- _Given exercise_
Reproduce the items below, beginning at the line that contains "task: outline the dark jacket collar" and stopping after the line that contains "33], [387, 22]]", with "man with beard" replaced by "bearded man" throughout and everything else left unchanged.

━━ Dataset extract ━━

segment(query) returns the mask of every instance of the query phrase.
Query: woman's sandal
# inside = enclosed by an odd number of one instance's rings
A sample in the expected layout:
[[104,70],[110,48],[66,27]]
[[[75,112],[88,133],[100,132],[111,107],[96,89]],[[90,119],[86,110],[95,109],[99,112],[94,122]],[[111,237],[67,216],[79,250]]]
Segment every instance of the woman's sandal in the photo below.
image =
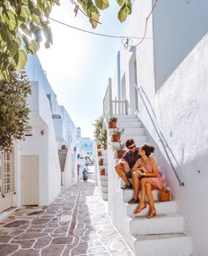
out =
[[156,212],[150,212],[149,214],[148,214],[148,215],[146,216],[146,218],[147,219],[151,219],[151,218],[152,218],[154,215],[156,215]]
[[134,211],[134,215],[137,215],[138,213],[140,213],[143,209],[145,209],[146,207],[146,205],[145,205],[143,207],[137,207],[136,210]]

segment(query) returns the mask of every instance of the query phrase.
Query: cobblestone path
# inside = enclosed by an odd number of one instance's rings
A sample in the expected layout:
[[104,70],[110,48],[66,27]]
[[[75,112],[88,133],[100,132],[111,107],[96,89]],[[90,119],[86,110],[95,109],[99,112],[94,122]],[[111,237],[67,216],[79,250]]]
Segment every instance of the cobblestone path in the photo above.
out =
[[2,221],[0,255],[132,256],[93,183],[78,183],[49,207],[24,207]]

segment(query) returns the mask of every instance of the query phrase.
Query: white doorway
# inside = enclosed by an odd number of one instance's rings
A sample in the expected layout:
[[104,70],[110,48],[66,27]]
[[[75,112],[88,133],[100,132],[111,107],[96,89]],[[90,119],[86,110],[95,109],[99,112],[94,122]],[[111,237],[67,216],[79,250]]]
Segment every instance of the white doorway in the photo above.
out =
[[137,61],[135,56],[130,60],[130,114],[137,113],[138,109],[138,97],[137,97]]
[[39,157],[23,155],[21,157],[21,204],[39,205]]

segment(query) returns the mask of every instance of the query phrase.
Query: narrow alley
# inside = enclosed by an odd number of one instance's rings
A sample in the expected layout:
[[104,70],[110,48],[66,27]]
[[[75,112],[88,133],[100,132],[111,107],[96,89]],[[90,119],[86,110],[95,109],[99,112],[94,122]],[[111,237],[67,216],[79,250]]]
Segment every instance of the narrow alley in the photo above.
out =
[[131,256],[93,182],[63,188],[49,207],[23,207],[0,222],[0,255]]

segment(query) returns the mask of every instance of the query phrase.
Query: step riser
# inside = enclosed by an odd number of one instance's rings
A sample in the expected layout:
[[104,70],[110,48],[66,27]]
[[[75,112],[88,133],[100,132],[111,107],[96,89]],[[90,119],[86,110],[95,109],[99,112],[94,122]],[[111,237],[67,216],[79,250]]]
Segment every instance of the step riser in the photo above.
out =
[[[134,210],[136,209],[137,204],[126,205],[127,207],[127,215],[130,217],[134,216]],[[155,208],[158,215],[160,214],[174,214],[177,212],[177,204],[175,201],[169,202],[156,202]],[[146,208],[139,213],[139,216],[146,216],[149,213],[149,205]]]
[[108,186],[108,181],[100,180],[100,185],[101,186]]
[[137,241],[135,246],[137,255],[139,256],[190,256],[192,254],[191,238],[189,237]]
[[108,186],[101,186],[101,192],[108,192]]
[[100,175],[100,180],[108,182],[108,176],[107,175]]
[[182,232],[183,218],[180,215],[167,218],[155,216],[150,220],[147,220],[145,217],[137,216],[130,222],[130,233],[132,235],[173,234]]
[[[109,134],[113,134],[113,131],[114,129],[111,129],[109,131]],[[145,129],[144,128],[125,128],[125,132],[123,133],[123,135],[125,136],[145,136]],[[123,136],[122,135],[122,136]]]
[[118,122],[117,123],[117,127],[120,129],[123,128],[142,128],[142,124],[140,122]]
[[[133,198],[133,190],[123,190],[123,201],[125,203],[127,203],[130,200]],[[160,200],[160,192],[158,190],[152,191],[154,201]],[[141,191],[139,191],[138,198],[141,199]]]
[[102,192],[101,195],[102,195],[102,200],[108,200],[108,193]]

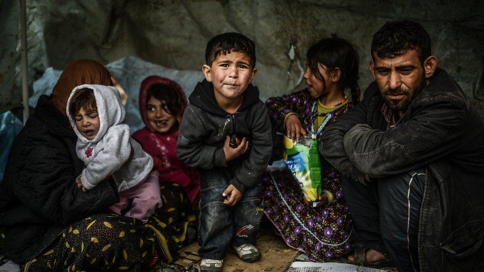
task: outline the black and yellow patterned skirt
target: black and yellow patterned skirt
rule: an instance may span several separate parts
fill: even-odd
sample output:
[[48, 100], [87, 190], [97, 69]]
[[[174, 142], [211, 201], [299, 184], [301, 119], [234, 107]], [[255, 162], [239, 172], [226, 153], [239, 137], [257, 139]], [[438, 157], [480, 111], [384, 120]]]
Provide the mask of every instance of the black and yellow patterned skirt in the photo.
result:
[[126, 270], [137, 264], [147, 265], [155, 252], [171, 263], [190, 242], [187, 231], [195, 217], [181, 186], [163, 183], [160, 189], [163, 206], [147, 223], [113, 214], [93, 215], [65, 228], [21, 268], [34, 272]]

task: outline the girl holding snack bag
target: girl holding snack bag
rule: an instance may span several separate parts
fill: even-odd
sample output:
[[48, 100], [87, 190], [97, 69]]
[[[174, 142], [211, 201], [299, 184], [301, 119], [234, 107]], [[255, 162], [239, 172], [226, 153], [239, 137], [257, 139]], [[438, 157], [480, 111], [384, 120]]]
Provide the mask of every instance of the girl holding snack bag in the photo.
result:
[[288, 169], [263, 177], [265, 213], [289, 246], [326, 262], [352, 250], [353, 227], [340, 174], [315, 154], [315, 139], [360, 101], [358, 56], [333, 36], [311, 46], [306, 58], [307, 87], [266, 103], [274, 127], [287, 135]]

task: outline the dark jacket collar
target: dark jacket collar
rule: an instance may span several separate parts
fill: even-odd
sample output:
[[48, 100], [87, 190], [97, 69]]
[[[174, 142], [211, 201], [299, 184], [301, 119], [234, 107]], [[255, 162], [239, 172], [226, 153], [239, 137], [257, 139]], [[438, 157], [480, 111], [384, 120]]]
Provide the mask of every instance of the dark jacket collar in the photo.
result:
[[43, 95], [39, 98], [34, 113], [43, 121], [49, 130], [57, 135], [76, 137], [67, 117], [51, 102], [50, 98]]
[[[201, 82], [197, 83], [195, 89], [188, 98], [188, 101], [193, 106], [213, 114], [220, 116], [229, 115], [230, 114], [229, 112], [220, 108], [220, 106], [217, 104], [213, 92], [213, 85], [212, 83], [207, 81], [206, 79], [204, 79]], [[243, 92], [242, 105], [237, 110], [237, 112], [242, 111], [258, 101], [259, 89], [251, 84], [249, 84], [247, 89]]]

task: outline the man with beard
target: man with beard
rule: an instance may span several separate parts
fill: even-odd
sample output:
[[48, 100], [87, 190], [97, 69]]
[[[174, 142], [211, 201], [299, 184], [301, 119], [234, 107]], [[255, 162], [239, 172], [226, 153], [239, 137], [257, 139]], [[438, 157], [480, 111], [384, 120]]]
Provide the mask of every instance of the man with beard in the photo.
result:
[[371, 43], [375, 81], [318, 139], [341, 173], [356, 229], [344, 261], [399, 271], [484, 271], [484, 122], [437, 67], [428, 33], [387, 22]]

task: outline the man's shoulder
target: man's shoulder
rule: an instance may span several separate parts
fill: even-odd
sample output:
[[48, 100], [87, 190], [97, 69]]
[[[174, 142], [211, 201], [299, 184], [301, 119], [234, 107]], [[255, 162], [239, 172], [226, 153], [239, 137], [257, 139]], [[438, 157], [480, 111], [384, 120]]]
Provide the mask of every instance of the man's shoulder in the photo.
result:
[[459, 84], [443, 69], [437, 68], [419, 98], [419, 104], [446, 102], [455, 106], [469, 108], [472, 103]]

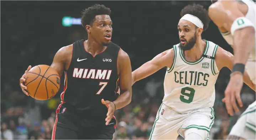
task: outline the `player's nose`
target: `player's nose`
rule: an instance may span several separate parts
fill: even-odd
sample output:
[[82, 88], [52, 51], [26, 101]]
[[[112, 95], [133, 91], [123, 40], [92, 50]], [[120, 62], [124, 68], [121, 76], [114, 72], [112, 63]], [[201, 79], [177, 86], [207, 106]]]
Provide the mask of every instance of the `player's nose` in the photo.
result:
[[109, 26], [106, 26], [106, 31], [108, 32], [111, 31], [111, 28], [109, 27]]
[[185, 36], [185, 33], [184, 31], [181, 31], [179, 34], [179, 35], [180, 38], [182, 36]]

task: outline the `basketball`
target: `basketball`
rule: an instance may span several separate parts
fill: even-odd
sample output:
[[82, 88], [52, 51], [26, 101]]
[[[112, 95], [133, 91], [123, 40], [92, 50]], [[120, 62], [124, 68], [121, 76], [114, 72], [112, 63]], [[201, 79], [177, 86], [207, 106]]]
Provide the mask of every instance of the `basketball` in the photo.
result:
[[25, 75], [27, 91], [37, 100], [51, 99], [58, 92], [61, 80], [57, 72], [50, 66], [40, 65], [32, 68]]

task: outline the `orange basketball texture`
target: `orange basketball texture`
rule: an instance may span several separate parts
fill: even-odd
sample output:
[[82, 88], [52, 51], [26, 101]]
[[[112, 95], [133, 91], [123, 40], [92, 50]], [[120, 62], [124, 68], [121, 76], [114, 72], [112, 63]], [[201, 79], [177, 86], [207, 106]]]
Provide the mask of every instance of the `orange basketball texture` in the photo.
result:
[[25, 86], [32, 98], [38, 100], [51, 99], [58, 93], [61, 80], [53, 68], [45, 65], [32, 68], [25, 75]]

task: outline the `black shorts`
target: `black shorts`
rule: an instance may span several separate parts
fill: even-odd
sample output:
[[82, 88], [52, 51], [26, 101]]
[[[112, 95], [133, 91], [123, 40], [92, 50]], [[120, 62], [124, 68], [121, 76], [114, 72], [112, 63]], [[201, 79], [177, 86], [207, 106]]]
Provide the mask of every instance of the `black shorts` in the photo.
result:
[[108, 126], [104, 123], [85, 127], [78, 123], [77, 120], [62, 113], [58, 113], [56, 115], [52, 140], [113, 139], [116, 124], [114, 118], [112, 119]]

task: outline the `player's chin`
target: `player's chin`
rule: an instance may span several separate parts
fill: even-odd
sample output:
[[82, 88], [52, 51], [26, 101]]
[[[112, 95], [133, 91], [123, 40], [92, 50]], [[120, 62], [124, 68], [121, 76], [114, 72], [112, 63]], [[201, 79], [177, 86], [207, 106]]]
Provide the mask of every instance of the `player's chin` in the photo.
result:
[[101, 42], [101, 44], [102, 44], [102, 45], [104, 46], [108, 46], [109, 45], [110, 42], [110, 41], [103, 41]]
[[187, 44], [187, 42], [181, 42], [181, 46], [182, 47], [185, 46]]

━━━
━━ Dataset extract ━━

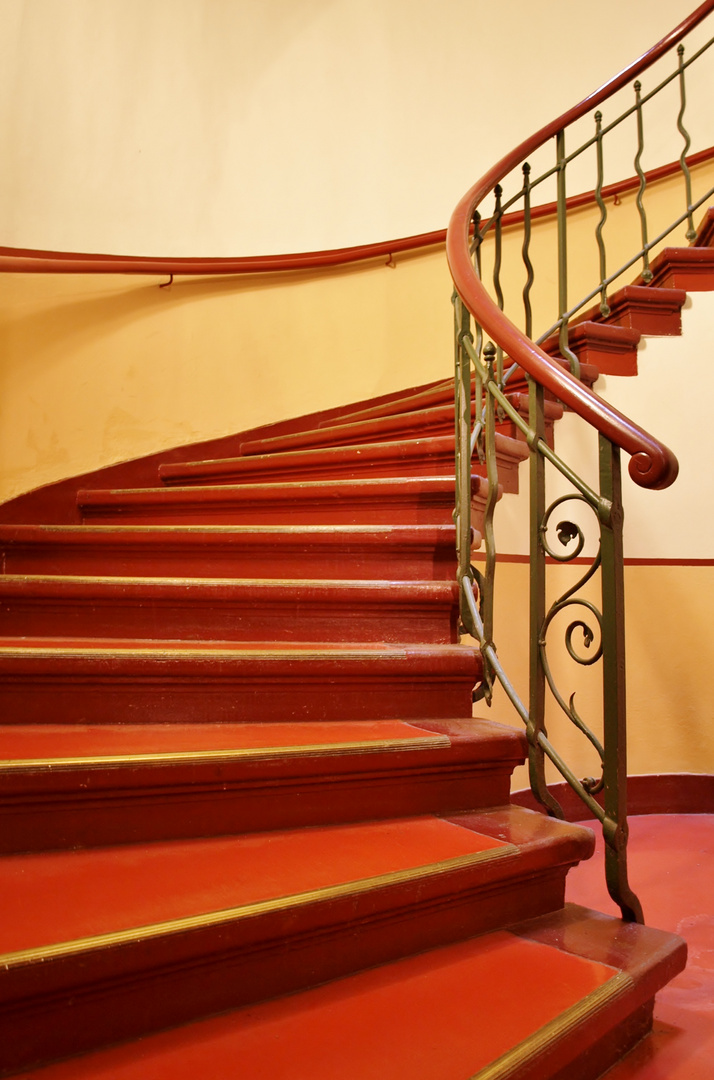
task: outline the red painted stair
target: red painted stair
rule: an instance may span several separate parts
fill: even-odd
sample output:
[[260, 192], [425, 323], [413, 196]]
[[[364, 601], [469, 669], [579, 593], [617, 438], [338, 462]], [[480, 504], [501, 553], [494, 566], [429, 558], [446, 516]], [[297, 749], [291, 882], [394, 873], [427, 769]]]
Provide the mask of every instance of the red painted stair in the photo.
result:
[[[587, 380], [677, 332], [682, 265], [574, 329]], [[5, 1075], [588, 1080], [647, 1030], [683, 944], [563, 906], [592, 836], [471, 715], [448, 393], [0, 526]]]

━━━
━━ Dataset extract ━━

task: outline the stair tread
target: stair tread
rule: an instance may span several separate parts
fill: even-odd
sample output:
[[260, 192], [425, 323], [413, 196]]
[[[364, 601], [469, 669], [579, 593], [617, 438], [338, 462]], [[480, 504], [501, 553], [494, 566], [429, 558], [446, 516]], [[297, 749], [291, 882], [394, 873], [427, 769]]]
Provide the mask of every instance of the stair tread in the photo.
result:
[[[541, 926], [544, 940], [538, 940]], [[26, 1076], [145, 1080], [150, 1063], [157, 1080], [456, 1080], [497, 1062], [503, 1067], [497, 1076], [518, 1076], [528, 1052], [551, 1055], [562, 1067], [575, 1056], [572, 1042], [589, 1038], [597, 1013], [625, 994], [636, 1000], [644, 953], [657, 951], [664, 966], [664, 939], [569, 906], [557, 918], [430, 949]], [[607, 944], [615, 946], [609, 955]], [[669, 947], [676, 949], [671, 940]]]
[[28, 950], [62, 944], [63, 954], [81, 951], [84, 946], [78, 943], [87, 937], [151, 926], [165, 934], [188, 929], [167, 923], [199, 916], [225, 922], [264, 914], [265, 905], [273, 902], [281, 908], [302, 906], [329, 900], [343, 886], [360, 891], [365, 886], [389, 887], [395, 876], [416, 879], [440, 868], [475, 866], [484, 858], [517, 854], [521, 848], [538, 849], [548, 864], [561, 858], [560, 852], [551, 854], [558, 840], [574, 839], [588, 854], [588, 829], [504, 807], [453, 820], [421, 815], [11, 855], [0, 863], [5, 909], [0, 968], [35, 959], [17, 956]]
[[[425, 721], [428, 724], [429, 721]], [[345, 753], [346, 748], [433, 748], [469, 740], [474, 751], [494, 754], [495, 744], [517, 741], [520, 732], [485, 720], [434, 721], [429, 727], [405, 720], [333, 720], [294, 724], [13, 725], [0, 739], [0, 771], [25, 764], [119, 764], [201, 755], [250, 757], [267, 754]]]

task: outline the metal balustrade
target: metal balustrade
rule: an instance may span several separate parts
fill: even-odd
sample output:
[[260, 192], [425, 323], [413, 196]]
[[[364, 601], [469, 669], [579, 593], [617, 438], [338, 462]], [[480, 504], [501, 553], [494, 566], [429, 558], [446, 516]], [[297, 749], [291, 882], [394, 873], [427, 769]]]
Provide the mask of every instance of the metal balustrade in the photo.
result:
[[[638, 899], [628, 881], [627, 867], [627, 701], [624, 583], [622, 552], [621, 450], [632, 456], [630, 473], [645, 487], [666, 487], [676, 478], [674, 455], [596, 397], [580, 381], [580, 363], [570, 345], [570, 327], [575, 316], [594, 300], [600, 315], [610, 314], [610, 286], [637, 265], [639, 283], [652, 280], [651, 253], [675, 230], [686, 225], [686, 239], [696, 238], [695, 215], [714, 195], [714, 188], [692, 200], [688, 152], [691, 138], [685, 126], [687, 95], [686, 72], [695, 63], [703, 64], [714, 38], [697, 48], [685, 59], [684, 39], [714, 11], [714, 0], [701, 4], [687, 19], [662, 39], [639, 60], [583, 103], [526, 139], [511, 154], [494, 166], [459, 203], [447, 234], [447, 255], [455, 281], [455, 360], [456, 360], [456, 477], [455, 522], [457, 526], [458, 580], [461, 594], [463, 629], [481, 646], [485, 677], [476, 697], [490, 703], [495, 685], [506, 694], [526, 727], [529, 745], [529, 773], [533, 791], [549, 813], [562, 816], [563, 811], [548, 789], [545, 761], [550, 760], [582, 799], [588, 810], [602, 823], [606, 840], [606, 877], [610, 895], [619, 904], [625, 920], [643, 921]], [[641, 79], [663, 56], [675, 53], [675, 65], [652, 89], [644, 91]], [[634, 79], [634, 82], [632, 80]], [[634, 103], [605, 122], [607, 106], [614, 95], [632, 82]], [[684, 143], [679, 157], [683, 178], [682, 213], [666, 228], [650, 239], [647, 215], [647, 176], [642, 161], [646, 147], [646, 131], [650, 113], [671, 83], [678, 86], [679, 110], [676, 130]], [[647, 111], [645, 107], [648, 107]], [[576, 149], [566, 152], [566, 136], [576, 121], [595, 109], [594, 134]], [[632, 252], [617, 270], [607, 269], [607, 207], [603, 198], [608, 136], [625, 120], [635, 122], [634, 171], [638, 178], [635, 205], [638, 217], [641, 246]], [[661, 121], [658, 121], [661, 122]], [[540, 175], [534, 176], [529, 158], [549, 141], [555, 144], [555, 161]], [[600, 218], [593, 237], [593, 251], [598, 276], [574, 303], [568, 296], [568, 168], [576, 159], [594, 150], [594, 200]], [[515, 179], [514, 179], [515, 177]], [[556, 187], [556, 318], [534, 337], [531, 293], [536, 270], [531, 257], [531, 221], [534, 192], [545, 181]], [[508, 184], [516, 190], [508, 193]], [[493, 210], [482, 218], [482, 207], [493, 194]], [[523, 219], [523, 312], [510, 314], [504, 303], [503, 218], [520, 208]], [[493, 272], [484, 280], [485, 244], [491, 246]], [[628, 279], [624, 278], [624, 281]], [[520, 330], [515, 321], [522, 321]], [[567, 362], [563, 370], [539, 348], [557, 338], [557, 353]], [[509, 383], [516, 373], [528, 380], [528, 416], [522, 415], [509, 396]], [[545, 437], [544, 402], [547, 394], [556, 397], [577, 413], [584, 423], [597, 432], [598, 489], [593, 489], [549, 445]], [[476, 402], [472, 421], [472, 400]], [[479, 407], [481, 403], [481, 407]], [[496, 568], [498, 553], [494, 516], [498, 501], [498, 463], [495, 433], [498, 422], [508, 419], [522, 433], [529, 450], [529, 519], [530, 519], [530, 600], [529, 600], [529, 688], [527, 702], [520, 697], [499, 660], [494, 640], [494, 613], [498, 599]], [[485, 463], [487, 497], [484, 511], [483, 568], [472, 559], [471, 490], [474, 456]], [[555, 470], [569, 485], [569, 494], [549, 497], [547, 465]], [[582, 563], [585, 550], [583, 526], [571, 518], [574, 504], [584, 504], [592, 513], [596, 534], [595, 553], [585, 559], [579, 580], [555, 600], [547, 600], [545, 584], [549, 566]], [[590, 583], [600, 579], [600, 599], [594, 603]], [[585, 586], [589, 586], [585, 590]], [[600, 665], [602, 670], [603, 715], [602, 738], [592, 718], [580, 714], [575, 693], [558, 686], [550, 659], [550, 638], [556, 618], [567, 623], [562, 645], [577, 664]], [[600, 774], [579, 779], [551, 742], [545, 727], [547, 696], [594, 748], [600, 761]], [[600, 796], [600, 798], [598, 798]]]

━━━

- _The reply_
task: outline the dark jacket collar
target: dark jacket collar
rule: an instance may span several separate parts
fill: even-odd
sample output:
[[48, 100], [87, 190], [97, 69]]
[[[174, 142], [211, 201], [299, 184], [301, 119], [234, 107]], [[255, 162], [239, 172], [226, 153], [239, 137], [257, 139]], [[438, 157], [480, 111], [384, 120]]]
Provide the mask of every instance of the dark jacket collar in the photo.
result:
[[43, 95], [39, 98], [34, 113], [43, 121], [49, 130], [57, 135], [76, 137], [67, 117], [51, 102], [50, 98]]
[[[201, 82], [197, 83], [195, 89], [188, 98], [188, 101], [193, 106], [213, 114], [220, 116], [229, 115], [230, 114], [229, 112], [220, 108], [220, 106], [217, 104], [213, 92], [213, 85], [212, 83], [207, 81], [206, 79], [204, 79]], [[243, 92], [242, 105], [237, 110], [237, 112], [242, 111], [258, 101], [259, 89], [251, 84], [249, 84], [247, 89]]]

task: outline the bearded man
target: bearded man
rule: an instance may span several separate parts
fill: even-odd
sample output:
[[48, 100], [87, 190], [97, 69]]
[[[174, 142], [211, 201], [299, 184], [301, 119], [234, 107]], [[255, 162], [239, 172], [226, 153], [239, 137], [257, 139]], [[438, 157], [480, 111], [384, 120]]]
Provide the mask of every instance of the bearded man in the photo.
result:
[[371, 43], [375, 81], [318, 139], [341, 173], [356, 229], [344, 261], [399, 271], [484, 271], [484, 122], [437, 67], [428, 33], [387, 22]]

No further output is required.